GIVEN RECORDS:
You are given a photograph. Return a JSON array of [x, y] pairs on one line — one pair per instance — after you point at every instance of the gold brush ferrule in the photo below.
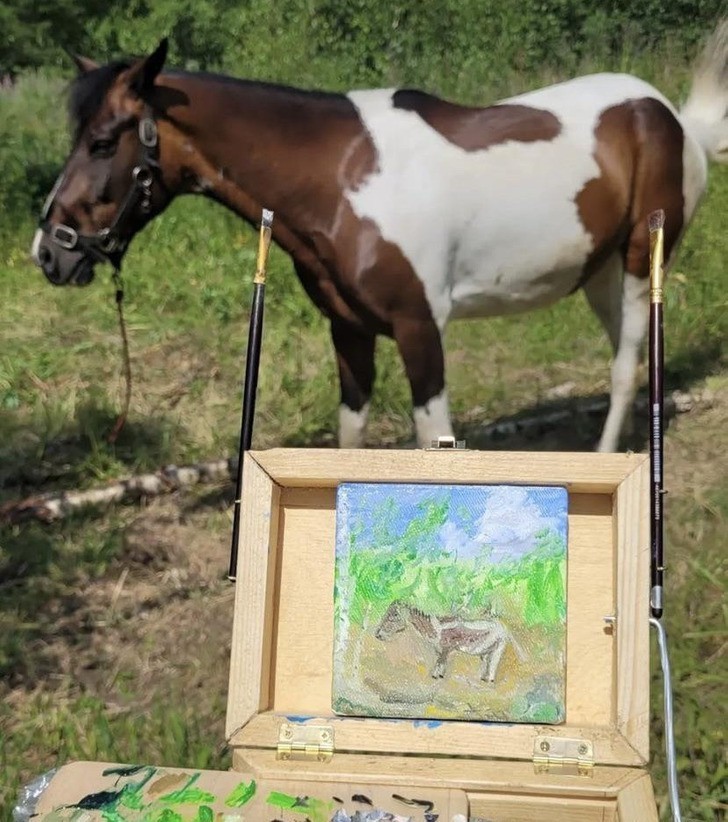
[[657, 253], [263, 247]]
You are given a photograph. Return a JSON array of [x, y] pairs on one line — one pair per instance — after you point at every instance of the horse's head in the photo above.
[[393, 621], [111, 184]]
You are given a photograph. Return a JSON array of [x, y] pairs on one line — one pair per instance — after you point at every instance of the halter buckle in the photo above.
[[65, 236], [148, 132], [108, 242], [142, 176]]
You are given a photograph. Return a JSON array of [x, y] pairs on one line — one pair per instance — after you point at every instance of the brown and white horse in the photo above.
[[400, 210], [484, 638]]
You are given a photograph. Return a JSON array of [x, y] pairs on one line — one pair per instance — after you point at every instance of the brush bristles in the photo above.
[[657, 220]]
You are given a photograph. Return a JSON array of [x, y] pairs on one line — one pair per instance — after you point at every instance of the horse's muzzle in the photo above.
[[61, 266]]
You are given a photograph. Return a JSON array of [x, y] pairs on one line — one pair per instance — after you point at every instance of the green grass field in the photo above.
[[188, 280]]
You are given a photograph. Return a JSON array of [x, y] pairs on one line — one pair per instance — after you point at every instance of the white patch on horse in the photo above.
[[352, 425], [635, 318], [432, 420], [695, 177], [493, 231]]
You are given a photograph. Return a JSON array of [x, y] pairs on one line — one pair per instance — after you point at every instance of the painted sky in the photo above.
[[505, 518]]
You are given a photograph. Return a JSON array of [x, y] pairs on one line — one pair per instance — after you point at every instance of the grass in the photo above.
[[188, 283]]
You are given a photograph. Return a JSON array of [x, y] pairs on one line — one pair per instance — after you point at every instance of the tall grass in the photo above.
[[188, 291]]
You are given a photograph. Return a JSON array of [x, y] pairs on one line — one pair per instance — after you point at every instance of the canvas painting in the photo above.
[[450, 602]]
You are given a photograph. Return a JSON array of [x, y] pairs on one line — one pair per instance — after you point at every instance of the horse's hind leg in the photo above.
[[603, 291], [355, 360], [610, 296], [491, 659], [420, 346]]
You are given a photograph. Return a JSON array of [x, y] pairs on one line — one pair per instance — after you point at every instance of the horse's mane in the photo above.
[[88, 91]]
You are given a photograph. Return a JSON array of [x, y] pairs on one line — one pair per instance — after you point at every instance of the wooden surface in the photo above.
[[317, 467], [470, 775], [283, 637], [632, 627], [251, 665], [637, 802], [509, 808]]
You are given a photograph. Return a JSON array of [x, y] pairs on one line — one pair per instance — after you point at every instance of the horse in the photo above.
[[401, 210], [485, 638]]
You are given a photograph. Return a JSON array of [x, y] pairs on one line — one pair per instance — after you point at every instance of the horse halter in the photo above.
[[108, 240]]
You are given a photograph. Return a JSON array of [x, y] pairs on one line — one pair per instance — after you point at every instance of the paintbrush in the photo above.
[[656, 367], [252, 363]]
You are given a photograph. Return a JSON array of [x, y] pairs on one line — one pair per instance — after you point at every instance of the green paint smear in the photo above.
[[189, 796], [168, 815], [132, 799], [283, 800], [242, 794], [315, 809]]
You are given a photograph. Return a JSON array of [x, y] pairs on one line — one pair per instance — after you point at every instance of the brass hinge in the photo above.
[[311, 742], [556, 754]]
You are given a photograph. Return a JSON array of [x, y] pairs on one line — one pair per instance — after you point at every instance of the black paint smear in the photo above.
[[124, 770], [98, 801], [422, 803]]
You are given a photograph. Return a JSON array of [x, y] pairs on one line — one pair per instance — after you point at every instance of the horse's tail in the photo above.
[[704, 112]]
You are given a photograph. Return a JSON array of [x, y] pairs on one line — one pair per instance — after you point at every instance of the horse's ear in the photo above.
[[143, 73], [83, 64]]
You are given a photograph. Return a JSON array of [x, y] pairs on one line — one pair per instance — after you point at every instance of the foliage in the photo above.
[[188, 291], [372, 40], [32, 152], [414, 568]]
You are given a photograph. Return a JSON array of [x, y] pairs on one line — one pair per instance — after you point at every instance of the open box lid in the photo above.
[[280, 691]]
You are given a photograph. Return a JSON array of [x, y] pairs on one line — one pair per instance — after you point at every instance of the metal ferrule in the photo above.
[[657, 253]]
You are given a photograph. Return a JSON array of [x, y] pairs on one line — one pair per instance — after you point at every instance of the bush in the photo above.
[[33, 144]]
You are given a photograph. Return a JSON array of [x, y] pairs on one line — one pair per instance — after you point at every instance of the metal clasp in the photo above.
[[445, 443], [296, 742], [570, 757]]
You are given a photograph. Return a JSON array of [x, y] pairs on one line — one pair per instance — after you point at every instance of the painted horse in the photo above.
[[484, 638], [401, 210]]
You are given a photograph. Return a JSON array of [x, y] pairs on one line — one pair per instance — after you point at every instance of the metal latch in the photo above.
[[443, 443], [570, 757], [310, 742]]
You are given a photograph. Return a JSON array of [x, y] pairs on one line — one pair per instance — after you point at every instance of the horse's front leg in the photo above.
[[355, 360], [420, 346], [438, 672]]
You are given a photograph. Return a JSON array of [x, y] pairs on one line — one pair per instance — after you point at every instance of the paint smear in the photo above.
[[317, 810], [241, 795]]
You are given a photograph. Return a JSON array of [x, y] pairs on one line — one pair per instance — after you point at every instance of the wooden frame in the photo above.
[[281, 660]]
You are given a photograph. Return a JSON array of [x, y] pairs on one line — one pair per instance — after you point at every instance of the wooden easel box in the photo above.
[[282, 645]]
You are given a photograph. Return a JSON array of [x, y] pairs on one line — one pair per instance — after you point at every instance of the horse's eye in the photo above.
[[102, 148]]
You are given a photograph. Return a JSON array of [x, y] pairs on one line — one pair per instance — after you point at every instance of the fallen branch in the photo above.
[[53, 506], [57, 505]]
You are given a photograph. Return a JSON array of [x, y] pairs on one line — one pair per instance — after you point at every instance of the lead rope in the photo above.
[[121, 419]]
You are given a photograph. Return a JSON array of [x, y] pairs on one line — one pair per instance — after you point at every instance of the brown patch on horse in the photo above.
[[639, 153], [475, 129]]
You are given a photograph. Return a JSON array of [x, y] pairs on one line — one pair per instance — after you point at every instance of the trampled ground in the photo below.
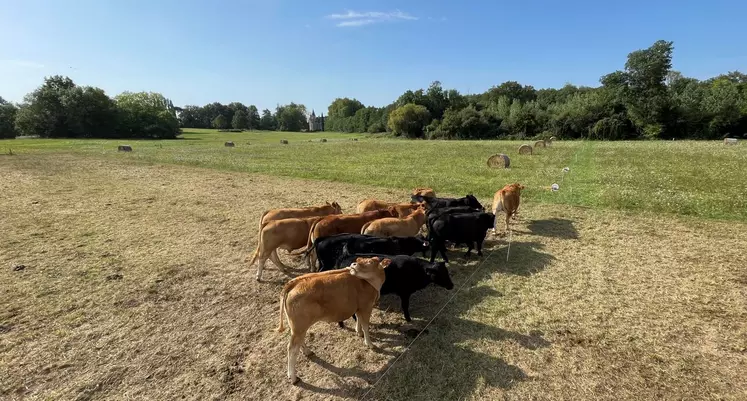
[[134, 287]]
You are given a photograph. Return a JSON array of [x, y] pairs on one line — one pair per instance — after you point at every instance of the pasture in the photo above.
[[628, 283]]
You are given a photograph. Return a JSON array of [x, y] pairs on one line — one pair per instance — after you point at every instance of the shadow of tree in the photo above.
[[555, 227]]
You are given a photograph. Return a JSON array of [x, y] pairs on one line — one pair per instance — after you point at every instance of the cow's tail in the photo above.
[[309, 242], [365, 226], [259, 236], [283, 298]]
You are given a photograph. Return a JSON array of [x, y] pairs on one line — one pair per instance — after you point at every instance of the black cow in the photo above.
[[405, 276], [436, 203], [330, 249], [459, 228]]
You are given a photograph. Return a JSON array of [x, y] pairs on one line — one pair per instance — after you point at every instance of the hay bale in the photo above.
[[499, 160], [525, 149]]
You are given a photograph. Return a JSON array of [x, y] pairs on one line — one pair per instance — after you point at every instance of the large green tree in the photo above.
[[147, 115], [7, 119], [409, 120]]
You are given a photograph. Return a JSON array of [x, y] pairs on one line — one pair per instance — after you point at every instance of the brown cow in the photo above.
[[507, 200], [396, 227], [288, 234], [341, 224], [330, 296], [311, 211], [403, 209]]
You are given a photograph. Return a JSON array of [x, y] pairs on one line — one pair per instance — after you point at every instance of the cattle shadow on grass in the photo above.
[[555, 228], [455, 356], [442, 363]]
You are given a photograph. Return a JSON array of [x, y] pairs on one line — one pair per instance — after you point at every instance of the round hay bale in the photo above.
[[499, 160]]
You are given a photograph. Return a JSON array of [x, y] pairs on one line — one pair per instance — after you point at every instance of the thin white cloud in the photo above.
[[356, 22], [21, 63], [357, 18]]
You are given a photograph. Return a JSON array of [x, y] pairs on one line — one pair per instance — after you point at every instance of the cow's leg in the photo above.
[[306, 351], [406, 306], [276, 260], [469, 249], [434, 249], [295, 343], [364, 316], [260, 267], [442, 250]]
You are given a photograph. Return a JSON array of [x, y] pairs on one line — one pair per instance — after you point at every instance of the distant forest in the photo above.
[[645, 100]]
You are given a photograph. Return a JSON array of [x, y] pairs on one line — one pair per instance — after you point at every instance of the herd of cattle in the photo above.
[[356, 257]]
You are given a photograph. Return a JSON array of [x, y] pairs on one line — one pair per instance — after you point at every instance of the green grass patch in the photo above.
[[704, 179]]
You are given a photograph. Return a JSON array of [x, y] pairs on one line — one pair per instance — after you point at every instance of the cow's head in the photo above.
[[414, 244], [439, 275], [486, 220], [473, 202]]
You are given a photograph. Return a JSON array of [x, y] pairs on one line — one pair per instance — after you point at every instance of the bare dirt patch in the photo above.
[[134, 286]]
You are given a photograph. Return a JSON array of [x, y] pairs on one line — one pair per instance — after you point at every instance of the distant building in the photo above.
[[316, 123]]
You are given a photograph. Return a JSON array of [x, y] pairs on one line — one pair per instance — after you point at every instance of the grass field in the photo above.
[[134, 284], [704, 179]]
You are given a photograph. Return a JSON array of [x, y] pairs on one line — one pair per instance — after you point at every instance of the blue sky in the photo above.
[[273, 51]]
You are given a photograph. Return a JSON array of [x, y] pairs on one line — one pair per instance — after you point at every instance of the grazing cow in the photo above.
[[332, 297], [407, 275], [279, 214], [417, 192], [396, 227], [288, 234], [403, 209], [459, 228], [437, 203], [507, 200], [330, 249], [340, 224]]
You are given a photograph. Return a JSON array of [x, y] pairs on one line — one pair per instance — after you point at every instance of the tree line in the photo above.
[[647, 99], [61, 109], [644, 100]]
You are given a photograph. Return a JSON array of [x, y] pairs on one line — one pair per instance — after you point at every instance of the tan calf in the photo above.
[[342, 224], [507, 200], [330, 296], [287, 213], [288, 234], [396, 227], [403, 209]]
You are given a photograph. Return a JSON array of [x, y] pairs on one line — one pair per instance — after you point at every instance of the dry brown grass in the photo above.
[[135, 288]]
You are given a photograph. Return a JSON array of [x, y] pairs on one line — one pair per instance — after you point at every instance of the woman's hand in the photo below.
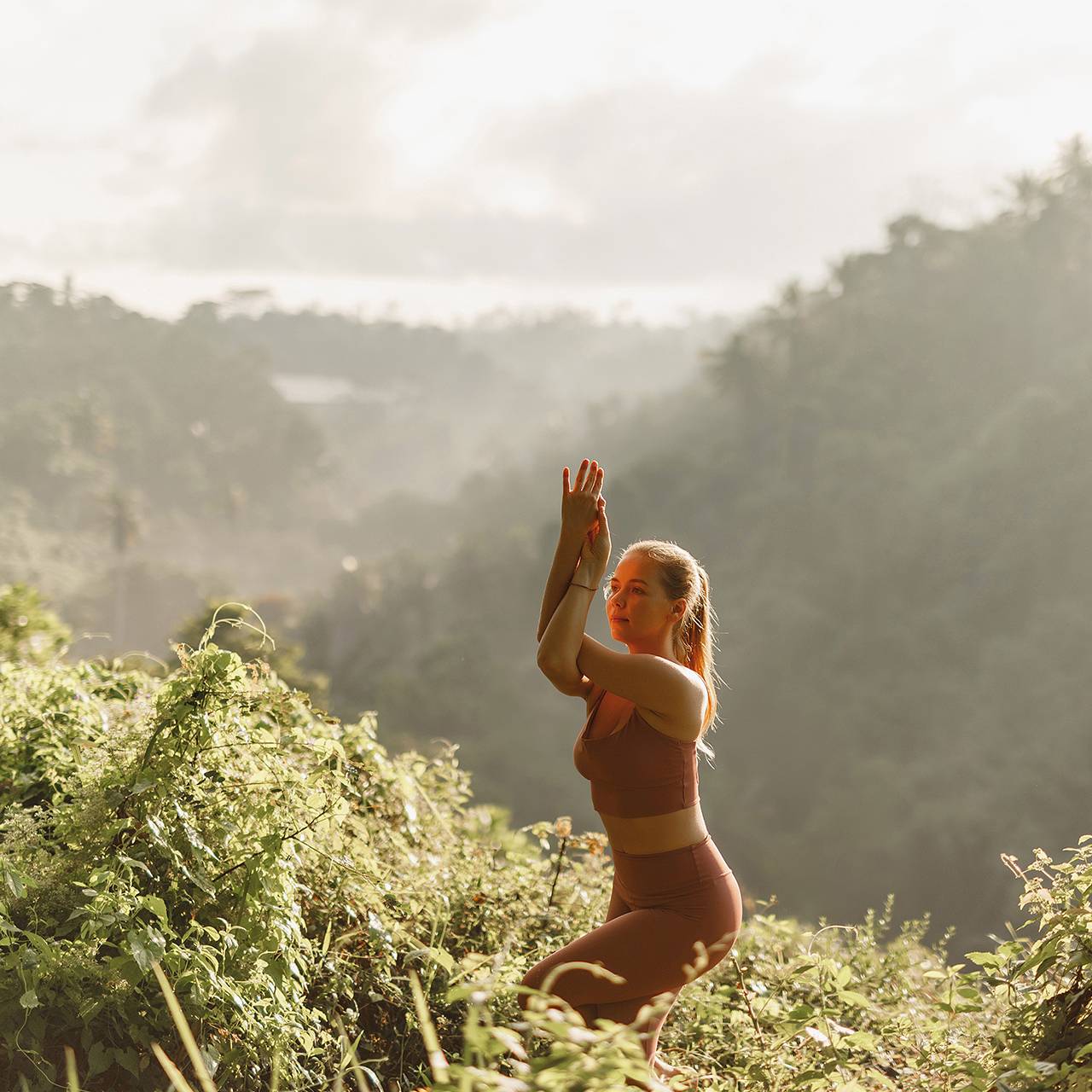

DIRECTIONS: Copy every line of the material, starting at the line containing "grass patch in the photo above." and ending at the line containing "[[316, 123]]", and offset each coordinate in the answers by adding 10 to it.

SOLUTION:
You are given a photograph. Return a JSON array of [x, y] pairs on one line — one pair per instance — after you point at every instance of the green grass patch in the photo above.
[[714, 189]]
You are given a photograph. Return a JSON array of [x, y] pairs on one line — one pair per instance — after you point at every instance of the cow's head in the photo above.
[[424, 254], [449, 285], [496, 230], [483, 212]]
You are given a photograph. Return a JSON array of [x, y] pairs on one line — one pair per instance — after you point at every instance of the bare dirt patch in the photo above.
[[144, 296]]
You are given a photograph. Return a JSON array of [x, y] pairs on one line — one pair per instance — after you point at every instance of the distant building in the photo above.
[[326, 133]]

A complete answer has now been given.